▸ Written instruction: Rewrite the lines from the one containing "Bound every white" up to and including the one containing "123 87 227 310", swapping "white wall" for "brick wall" and leaving everything else as it is.

** start Supplied records **

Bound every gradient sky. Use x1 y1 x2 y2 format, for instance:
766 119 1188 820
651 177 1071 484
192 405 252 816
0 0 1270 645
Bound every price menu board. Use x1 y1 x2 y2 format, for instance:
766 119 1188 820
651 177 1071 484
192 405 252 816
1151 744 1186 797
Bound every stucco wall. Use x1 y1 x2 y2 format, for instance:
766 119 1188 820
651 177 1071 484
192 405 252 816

** end Supplied records **
** start Supplied records **

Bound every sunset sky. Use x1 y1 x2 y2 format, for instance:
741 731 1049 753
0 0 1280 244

** end Supplied records **
** start Supplied records **

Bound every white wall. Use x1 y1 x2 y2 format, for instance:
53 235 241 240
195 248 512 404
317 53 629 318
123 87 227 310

** end Supplied records **

▸ Written answer:
Bound every brick wall. Use x1 y1 x2 y2 format, for instance:
53 235 241 240
195 248 512 404
317 53 629 318
123 87 227 310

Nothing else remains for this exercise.